Excerpts of pointing data:
★ ★ ★ ★

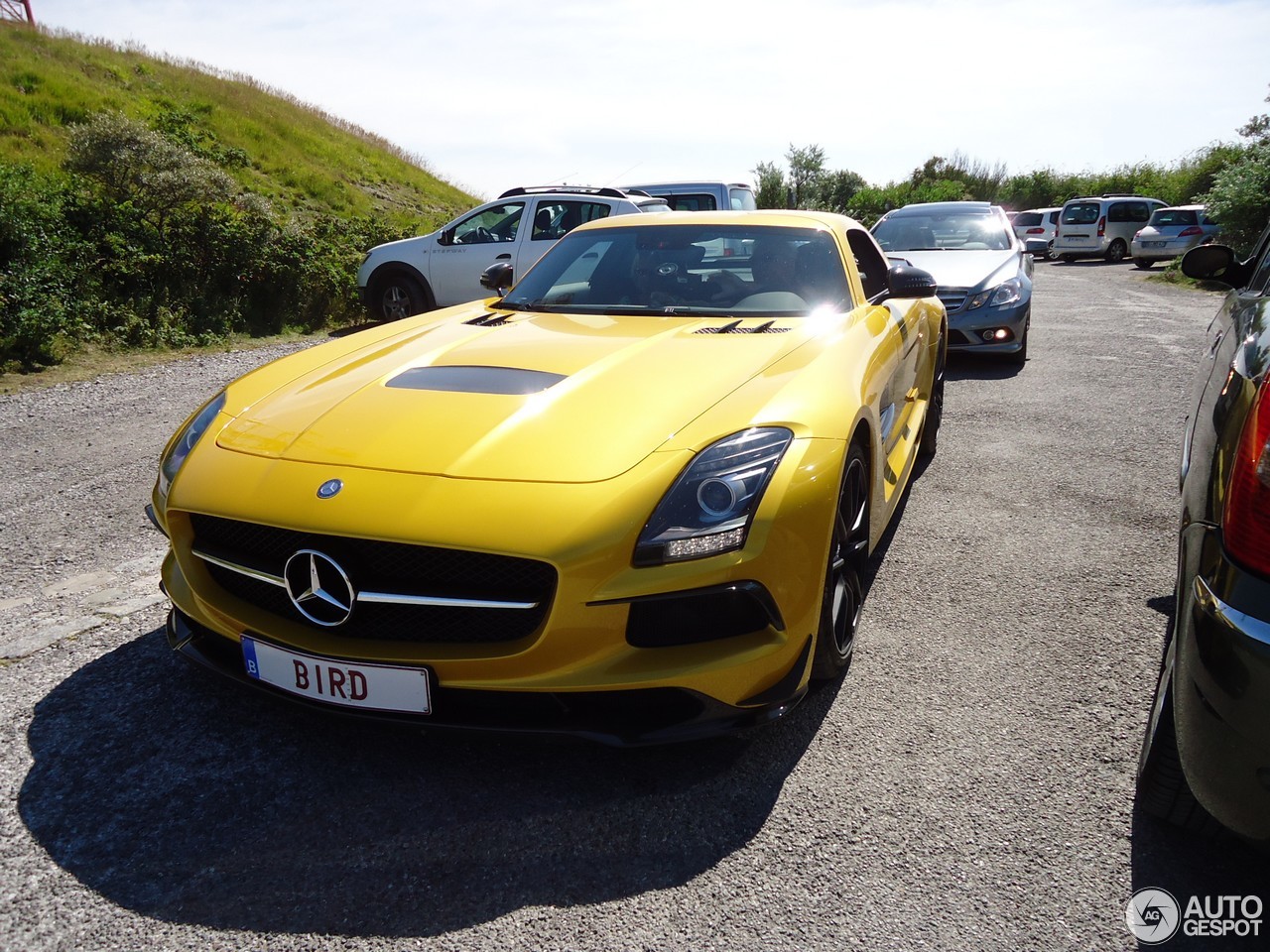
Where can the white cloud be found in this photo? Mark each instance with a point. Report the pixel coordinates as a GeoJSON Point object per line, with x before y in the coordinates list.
{"type": "Point", "coordinates": [495, 94]}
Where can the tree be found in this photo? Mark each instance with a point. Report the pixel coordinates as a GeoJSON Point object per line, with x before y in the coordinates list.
{"type": "Point", "coordinates": [807, 173]}
{"type": "Point", "coordinates": [770, 185]}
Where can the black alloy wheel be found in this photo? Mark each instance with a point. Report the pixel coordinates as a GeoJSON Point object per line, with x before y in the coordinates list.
{"type": "Point", "coordinates": [399, 296]}
{"type": "Point", "coordinates": [843, 574]}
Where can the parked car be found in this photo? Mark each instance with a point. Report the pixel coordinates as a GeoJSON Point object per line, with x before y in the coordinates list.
{"type": "Point", "coordinates": [400, 278]}
{"type": "Point", "coordinates": [1037, 229]}
{"type": "Point", "coordinates": [1101, 226]}
{"type": "Point", "coordinates": [701, 195]}
{"type": "Point", "coordinates": [538, 515]}
{"type": "Point", "coordinates": [1206, 749]}
{"type": "Point", "coordinates": [982, 271]}
{"type": "Point", "coordinates": [1170, 232]}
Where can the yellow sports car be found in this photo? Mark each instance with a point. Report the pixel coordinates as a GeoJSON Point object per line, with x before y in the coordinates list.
{"type": "Point", "coordinates": [633, 499]}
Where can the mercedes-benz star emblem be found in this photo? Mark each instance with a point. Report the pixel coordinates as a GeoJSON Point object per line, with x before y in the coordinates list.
{"type": "Point", "coordinates": [329, 489]}
{"type": "Point", "coordinates": [318, 588]}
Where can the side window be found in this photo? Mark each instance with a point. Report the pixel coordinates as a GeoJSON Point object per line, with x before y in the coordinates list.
{"type": "Point", "coordinates": [693, 203]}
{"type": "Point", "coordinates": [554, 220]}
{"type": "Point", "coordinates": [869, 262]}
{"type": "Point", "coordinates": [494, 223]}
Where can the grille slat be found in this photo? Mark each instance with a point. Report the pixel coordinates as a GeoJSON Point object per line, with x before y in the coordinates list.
{"type": "Point", "coordinates": [388, 566]}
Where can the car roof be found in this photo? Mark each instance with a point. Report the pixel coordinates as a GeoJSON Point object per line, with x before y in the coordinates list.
{"type": "Point", "coordinates": [943, 208]}
{"type": "Point", "coordinates": [770, 217]}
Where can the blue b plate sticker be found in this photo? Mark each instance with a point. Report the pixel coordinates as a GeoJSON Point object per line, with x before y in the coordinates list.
{"type": "Point", "coordinates": [331, 680]}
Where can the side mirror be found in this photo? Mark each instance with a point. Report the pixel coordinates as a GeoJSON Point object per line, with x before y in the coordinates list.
{"type": "Point", "coordinates": [907, 281]}
{"type": "Point", "coordinates": [1213, 263]}
{"type": "Point", "coordinates": [497, 277]}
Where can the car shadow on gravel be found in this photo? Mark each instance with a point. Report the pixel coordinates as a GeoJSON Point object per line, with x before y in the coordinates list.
{"type": "Point", "coordinates": [975, 367]}
{"type": "Point", "coordinates": [190, 800]}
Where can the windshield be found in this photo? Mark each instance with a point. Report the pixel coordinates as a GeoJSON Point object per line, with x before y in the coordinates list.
{"type": "Point", "coordinates": [943, 232]}
{"type": "Point", "coordinates": [733, 270]}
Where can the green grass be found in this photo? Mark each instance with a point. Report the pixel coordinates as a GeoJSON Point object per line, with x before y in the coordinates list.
{"type": "Point", "coordinates": [298, 157]}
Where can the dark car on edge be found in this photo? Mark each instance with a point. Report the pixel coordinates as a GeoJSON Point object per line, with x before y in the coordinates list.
{"type": "Point", "coordinates": [1206, 751]}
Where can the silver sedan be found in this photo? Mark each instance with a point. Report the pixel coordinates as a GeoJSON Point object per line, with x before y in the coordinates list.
{"type": "Point", "coordinates": [1170, 232]}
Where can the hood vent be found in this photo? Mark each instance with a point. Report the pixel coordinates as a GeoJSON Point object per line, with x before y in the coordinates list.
{"type": "Point", "coordinates": [734, 327]}
{"type": "Point", "coordinates": [503, 381]}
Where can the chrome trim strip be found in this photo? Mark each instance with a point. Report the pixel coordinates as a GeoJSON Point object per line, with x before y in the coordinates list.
{"type": "Point", "coordinates": [376, 597]}
{"type": "Point", "coordinates": [243, 570]}
{"type": "Point", "coordinates": [391, 599]}
{"type": "Point", "coordinates": [1232, 617]}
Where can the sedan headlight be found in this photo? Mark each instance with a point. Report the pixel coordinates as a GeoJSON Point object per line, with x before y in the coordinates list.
{"type": "Point", "coordinates": [1007, 293]}
{"type": "Point", "coordinates": [186, 440]}
{"type": "Point", "coordinates": [711, 504]}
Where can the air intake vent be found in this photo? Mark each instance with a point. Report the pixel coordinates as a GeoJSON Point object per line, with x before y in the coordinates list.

★ ★ ★ ★

* **Goal of the exercise**:
Repeat every record precisely. Any picture among them stays out of the copy.

* **Solution below**:
Where can the white cloud be found in this photo? Mark each instance with a point. Report the pixel coordinates as a GeoJSON Point object per line, with x before y in the coordinates list.
{"type": "Point", "coordinates": [495, 94]}
Where can the tree be found in this photo? Mark each instance with a point. Report the pixel coordinates as a GeoJSON Point object per line, with x before y in the coordinates list.
{"type": "Point", "coordinates": [807, 173]}
{"type": "Point", "coordinates": [770, 185]}
Where can the black alloy wheel be found in this photo? Mark each instance with a point. Report the pixel coordinates as a GeoJSON Point object per line, with x before y in the coordinates list.
{"type": "Point", "coordinates": [399, 296]}
{"type": "Point", "coordinates": [843, 574]}
Where can the parked car be found in this photo? Mark each instance with a point. Report the pixel coordinates as a GeoJSON Point object per line, with x before y in the coordinates list.
{"type": "Point", "coordinates": [400, 278]}
{"type": "Point", "coordinates": [1037, 229]}
{"type": "Point", "coordinates": [1101, 226]}
{"type": "Point", "coordinates": [701, 195]}
{"type": "Point", "coordinates": [538, 515]}
{"type": "Point", "coordinates": [1206, 749]}
{"type": "Point", "coordinates": [982, 271]}
{"type": "Point", "coordinates": [1170, 232]}
Where can the yellow sports car be found in this photo? Mark each instance with a point. Report the pixel coordinates as a GeoJSON Point object per line, with x before y in the coordinates list.
{"type": "Point", "coordinates": [633, 499]}
Where can the mercedes-benz star emblem be found in this photo? Mark each instance with a point. Report the pixel coordinates as a GeoJSON Point object per line, with x before y in the coordinates list.
{"type": "Point", "coordinates": [329, 489]}
{"type": "Point", "coordinates": [318, 588]}
Where can the side window be found in this photo? Mark each instance with a point. Report the pixel coordinates as a GeoJSON Point object per line, with x before y in the coordinates list.
{"type": "Point", "coordinates": [693, 203]}
{"type": "Point", "coordinates": [554, 220]}
{"type": "Point", "coordinates": [869, 262]}
{"type": "Point", "coordinates": [494, 223]}
Where can the grille slat be found in this photo? Mark each instance with a point. Report the pixel coordinates as a GeoJSON Point object per line, with x before y in the coordinates list.
{"type": "Point", "coordinates": [388, 566]}
Where can the car roof be found in this photo? Mark each instance with a point. Report the pixel coordinates as a GeoJSON Point object per line, with x before y in the coordinates list.
{"type": "Point", "coordinates": [943, 208]}
{"type": "Point", "coordinates": [770, 217]}
Where can the blue b plate sticker be found in this photo? Mark each instance with a point. Report the pixel coordinates as a GeoJSON Point object per line, with x before y in the coordinates list.
{"type": "Point", "coordinates": [331, 680]}
Where can the side mirror be found in this photo? Mark each instance with a point. Report the pixel coordinates as a GeoJSON Point object per line, with x before y in the coordinates list.
{"type": "Point", "coordinates": [907, 281]}
{"type": "Point", "coordinates": [1213, 263]}
{"type": "Point", "coordinates": [497, 277]}
Where can the car shadow on gravel be found in this photo? Mark each instance with a point. Report the pixel coordinates as a GeoJSON Point object per line, with x before y in the coordinates list.
{"type": "Point", "coordinates": [975, 367]}
{"type": "Point", "coordinates": [190, 800]}
Where can the windshield be found in this photo? Mark each instance with a point. Report the pixel coordinates as a GeoJSON Point object per line, with x before y in the coordinates list.
{"type": "Point", "coordinates": [943, 232]}
{"type": "Point", "coordinates": [733, 270]}
Where can the green grass be found in this photo? Mark each instance with a point. Report the pixel coordinates as a GeoJSON Point object per line, with x before y in the coordinates list.
{"type": "Point", "coordinates": [298, 157]}
Where can the dark car on edge be found in this photo? Mark each instance with a point. Report the pixel coordinates as a GeoJSON Point object per line, with x before y in the coordinates list.
{"type": "Point", "coordinates": [1206, 751]}
Where can the silver sedan be found in this photo? Mark each instance with a point. Report the pixel coordinates as a GeoJSON Point object per line, with x before y in the coordinates list.
{"type": "Point", "coordinates": [1170, 232]}
Where can the hood vent be found in this photo? Mark each instance with a point. Report the pixel coordinates as a GeoJSON Point object per line, with x before y in the coordinates list.
{"type": "Point", "coordinates": [734, 327]}
{"type": "Point", "coordinates": [503, 381]}
Where can the chrome trim strip be found in this photo? Mark each instance with a point. Report the pixel coordinates as a GeoJSON Point object per line, with x before y in the coordinates list.
{"type": "Point", "coordinates": [376, 597]}
{"type": "Point", "coordinates": [243, 570]}
{"type": "Point", "coordinates": [391, 599]}
{"type": "Point", "coordinates": [1232, 617]}
Where can the sedan headlight be found in this photo? Mark each instance with a point. Report the pixel coordinates as a GeoJSON Point object per line, with x before y in the coordinates list.
{"type": "Point", "coordinates": [1007, 293]}
{"type": "Point", "coordinates": [186, 440]}
{"type": "Point", "coordinates": [711, 504]}
Where can the air intake vent be found in this photo? Mark each instance with a point. Report the pixel coordinates as a GeoJSON Point object per line, with x before y in the coordinates list.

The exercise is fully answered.